--- start of Records shown ---

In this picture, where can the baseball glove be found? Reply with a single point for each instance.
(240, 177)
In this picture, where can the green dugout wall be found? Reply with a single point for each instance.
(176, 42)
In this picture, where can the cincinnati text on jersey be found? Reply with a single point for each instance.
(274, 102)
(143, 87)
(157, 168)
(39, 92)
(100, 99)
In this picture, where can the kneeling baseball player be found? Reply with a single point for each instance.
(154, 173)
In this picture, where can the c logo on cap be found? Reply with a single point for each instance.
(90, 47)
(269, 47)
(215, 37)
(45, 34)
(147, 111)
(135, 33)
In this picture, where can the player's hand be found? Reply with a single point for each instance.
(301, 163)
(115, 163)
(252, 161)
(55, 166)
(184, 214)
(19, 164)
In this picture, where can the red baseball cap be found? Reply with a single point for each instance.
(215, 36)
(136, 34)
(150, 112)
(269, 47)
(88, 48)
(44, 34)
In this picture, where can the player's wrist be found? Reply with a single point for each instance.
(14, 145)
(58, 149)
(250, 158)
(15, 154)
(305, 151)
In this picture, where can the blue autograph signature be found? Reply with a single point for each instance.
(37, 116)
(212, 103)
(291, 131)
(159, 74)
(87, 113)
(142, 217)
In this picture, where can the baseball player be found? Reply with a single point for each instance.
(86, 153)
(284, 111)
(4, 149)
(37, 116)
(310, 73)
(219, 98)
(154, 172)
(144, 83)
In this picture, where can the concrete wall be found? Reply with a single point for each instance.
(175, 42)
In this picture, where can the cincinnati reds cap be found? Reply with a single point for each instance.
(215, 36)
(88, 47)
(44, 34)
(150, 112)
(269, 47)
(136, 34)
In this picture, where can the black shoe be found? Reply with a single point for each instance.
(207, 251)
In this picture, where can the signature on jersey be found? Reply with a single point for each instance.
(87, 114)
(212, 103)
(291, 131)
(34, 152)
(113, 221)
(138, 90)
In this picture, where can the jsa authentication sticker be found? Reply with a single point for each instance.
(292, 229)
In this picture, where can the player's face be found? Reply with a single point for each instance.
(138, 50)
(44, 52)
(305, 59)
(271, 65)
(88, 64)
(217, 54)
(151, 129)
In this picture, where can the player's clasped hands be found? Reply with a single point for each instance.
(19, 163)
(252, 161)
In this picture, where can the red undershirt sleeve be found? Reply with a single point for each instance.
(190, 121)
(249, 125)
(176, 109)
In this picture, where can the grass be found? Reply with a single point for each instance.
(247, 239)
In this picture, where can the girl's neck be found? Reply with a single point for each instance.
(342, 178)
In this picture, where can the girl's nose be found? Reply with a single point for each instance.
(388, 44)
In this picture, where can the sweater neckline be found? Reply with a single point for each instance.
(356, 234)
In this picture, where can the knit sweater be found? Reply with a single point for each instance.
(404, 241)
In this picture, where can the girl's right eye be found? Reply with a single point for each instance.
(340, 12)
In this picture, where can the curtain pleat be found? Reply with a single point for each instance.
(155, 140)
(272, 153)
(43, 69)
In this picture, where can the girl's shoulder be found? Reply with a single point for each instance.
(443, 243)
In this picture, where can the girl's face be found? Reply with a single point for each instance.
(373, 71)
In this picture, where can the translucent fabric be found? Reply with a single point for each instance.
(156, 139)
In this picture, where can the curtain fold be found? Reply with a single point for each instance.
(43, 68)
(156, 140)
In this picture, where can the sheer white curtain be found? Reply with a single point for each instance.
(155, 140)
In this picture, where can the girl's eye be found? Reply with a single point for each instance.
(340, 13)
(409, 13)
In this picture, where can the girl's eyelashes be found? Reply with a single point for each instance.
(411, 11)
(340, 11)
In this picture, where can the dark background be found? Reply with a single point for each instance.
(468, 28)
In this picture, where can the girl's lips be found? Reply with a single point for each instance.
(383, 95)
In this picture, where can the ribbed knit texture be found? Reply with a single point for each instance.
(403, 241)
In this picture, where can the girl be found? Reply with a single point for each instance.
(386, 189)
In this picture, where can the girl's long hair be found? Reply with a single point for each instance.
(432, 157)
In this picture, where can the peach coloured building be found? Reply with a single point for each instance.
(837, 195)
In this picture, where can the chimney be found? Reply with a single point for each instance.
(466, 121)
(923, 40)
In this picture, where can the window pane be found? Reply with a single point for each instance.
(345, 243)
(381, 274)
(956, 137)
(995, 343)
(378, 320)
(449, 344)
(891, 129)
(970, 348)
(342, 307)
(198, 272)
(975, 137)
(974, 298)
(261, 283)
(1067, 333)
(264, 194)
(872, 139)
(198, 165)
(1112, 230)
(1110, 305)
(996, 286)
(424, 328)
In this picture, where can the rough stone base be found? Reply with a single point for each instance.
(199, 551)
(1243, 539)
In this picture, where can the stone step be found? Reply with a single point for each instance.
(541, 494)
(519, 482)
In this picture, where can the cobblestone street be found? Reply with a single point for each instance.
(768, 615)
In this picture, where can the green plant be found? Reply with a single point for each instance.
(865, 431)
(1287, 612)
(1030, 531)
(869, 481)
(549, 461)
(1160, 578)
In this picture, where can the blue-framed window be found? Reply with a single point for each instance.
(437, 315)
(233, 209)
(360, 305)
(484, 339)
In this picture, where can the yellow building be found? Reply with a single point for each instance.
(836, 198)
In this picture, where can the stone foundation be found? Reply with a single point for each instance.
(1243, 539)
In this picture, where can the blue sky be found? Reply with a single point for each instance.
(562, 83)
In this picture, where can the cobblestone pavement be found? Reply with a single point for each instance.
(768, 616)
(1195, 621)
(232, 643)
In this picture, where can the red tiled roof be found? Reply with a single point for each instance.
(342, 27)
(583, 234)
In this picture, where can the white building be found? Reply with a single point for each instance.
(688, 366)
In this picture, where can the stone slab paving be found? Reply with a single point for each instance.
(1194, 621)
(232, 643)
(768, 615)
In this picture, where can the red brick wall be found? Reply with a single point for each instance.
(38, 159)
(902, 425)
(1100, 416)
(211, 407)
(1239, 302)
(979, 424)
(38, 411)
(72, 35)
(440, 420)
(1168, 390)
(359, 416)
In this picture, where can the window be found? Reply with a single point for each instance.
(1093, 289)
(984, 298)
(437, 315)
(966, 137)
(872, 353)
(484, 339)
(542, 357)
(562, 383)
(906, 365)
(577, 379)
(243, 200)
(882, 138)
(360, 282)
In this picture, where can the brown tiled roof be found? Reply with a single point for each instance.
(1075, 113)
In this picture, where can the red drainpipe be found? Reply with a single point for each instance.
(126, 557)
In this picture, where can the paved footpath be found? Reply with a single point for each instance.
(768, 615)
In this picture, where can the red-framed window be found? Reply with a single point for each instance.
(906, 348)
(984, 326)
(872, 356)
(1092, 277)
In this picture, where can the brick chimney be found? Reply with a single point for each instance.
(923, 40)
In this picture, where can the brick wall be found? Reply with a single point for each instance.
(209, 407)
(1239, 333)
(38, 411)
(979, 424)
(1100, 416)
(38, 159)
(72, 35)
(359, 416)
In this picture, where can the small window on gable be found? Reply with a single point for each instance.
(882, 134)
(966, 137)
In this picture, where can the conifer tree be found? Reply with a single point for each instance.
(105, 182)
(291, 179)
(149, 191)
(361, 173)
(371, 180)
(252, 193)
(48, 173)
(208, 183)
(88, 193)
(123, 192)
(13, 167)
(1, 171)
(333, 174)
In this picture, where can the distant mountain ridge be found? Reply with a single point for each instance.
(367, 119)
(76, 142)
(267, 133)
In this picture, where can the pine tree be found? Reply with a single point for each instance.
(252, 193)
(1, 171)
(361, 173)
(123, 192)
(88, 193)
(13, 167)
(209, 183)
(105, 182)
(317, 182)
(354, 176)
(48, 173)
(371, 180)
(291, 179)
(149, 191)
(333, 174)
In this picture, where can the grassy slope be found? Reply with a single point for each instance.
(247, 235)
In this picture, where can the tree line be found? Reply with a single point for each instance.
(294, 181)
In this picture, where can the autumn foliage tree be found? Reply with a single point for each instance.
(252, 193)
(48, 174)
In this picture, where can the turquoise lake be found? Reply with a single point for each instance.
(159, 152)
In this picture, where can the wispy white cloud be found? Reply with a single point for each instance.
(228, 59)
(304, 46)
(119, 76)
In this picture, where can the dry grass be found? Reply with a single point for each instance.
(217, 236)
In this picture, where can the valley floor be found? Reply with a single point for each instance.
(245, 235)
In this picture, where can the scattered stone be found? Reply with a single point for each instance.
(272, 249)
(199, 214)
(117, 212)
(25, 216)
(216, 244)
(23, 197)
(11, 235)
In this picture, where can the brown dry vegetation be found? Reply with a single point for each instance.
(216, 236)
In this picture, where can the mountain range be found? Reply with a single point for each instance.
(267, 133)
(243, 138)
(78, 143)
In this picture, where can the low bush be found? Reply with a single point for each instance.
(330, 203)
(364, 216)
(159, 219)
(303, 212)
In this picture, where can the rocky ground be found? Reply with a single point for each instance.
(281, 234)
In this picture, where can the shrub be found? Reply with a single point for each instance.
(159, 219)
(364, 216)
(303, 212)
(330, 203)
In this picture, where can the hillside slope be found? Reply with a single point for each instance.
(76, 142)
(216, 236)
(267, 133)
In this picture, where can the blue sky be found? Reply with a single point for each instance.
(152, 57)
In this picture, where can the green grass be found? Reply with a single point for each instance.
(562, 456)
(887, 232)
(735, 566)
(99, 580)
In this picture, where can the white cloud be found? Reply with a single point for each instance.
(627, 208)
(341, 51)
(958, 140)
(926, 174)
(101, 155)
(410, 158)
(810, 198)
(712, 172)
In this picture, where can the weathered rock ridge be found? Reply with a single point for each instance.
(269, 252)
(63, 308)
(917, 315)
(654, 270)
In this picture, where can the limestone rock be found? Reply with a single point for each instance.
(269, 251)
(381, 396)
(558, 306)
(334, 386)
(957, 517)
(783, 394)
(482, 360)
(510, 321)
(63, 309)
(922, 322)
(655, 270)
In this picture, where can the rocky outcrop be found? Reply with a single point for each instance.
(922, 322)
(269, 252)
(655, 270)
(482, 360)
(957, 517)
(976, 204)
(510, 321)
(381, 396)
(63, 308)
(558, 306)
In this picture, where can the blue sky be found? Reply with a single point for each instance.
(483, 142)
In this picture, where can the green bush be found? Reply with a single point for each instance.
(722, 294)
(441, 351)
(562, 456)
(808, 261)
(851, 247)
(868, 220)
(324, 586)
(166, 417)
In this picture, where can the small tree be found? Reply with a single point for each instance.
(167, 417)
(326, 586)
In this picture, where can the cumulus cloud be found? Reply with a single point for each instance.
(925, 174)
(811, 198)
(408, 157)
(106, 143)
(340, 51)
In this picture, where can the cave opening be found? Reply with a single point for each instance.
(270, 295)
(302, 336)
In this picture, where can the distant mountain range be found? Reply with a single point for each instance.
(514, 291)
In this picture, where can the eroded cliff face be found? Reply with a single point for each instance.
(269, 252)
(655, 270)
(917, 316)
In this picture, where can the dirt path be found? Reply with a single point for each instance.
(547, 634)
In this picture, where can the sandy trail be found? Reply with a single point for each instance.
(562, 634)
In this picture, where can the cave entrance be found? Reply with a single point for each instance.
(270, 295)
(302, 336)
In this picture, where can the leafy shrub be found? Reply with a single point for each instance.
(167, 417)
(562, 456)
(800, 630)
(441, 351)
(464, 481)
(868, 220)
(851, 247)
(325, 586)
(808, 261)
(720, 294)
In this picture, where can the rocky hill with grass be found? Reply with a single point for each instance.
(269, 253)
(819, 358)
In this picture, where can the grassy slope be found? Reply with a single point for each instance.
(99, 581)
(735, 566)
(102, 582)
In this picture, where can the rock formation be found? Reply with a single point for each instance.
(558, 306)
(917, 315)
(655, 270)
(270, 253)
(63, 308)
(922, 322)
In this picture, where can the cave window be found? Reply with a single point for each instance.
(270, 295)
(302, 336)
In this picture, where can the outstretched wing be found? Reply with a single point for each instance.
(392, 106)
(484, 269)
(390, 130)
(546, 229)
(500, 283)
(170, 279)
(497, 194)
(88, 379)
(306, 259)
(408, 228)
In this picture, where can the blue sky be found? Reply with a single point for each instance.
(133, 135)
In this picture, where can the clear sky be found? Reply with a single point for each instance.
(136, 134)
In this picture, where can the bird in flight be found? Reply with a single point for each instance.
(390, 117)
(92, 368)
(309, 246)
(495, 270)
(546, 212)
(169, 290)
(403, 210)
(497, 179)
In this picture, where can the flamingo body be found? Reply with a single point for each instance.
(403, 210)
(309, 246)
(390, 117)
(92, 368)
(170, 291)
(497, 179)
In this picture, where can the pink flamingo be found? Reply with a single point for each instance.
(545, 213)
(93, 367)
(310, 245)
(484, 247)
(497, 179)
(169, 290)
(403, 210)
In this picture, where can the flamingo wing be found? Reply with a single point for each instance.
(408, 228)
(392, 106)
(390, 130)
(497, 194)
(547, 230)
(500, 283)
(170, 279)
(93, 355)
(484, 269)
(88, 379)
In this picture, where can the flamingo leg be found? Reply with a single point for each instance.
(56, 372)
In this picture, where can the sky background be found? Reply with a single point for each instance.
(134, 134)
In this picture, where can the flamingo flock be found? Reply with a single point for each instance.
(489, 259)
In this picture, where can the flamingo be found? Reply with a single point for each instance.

--- end of Records shown ---

What to do
In the records above, find the line containing "In this picture, where can the clear"; please retype it and every line after it through the last line, exactly and with nothing else.

Completed exercise
In this picture, where can the clear sky be found? Reply with a single point for each instance.
(136, 134)
In this picture, where can the bird in flight be found? Reply with a single point for each instance.
(390, 117)
(92, 368)
(309, 246)
(495, 270)
(546, 212)
(169, 290)
(403, 210)
(497, 179)
In this picture, where can the flamingo body be found? Reply with a single point for each instance.
(403, 210)
(309, 246)
(390, 117)
(92, 368)
(170, 291)
(497, 179)
In this picture, where can the pink flamingo be found? Reply with a single point for each instance.
(545, 213)
(93, 367)
(310, 245)
(484, 247)
(497, 179)
(169, 290)
(403, 210)
In this picture, where can the flamingo wing be found? Reply with a single point for each instance.
(408, 228)
(392, 106)
(390, 130)
(497, 194)
(547, 230)
(500, 283)
(170, 279)
(93, 355)
(484, 269)
(88, 379)
In this picture, where can the flamingo leg be found? Reply with a single point for each instance.
(56, 372)
In this picture, where can the sky background be found? Reply with a single point for each instance.
(134, 134)
In this picture, where can the flamingo flock be found? Reply with a single point for each instance.
(489, 259)
In this picture, where can the flamingo be found? Reply with a single point for each instance.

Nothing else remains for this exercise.